Without pictures, retype the following entries exactly.

Extracted data
•••••

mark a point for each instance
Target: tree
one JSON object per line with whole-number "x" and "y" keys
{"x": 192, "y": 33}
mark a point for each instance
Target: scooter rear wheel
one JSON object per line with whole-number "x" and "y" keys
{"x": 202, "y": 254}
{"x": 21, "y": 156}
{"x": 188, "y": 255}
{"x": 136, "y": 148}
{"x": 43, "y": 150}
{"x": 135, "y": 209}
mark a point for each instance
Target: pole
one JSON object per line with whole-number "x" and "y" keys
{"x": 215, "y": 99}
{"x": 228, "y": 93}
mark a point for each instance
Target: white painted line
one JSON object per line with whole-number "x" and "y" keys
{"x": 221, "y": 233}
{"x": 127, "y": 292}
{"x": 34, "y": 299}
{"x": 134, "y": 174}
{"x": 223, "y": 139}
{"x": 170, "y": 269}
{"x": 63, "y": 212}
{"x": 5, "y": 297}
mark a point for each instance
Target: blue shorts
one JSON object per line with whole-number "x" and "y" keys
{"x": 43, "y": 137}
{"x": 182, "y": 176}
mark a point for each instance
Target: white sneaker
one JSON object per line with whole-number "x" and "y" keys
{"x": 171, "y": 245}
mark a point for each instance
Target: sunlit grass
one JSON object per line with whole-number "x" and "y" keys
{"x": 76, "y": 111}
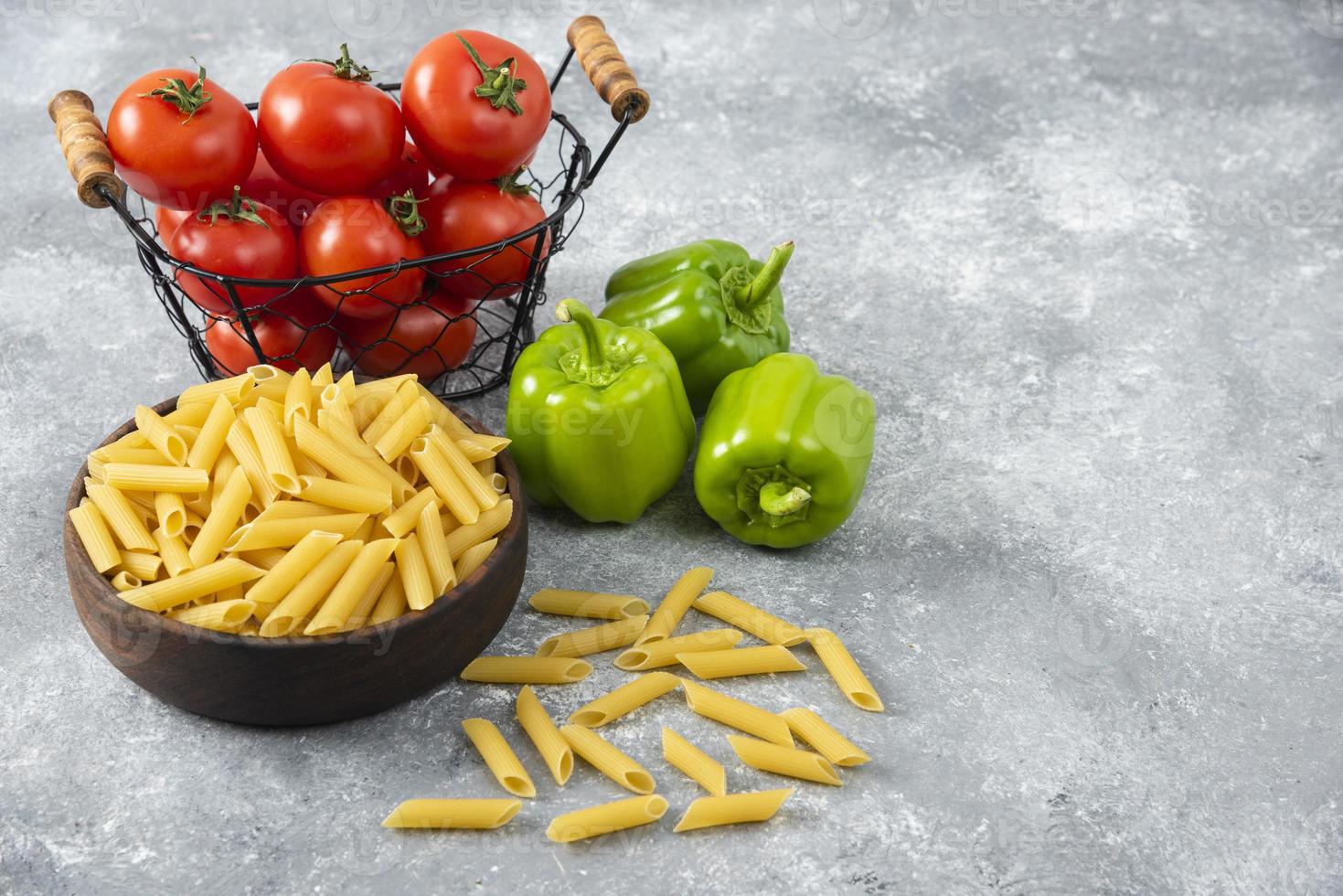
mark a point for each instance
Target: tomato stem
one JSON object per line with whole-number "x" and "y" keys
{"x": 498, "y": 83}
{"x": 188, "y": 100}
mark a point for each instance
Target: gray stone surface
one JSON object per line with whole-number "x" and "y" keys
{"x": 1085, "y": 254}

•••••

Result
mark a point for each instance
Target: tree
one JSON object per line with whole-number "x" and "y" keys
{"x": 192, "y": 33}
mark a point for each instance
Target: scooter rear wheel
one JSON object per line with whole-number "x" and "y" keys
{"x": 202, "y": 254}
{"x": 21, "y": 156}
{"x": 188, "y": 255}
{"x": 136, "y": 148}
{"x": 43, "y": 150}
{"x": 135, "y": 209}
mark a point for each instance
Target: pole
one JSON object per line with whole-number "x" and "y" keys
{"x": 215, "y": 99}
{"x": 228, "y": 93}
mark a point for each instance
Target: white painted line
one JSON object per line with whole-number "x" and "y" keys
{"x": 221, "y": 233}
{"x": 127, "y": 292}
{"x": 34, "y": 299}
{"x": 134, "y": 174}
{"x": 223, "y": 139}
{"x": 170, "y": 269}
{"x": 63, "y": 212}
{"x": 5, "y": 297}
mark a point for each instance
Target: blue shorts
one JSON object per line with whole-number "x" and "y" keys
{"x": 43, "y": 137}
{"x": 182, "y": 176}
mark a point for each instance
Target: white sneaker
one JSON object per line with whole-number "x" and "y" keys
{"x": 171, "y": 245}
mark a point for each instance
Target: sunlit grass
one JSON object per line with whole-number "x" and "y" keys
{"x": 76, "y": 111}
mark a point for each instance
Target: tomato stem
one JSON object per line with whole-number "x" and "y" keys
{"x": 498, "y": 83}
{"x": 188, "y": 100}
mark a point for each instance
Target: gray stone surface
one JSON object per line with whole-number "x" and "y" keys
{"x": 1085, "y": 254}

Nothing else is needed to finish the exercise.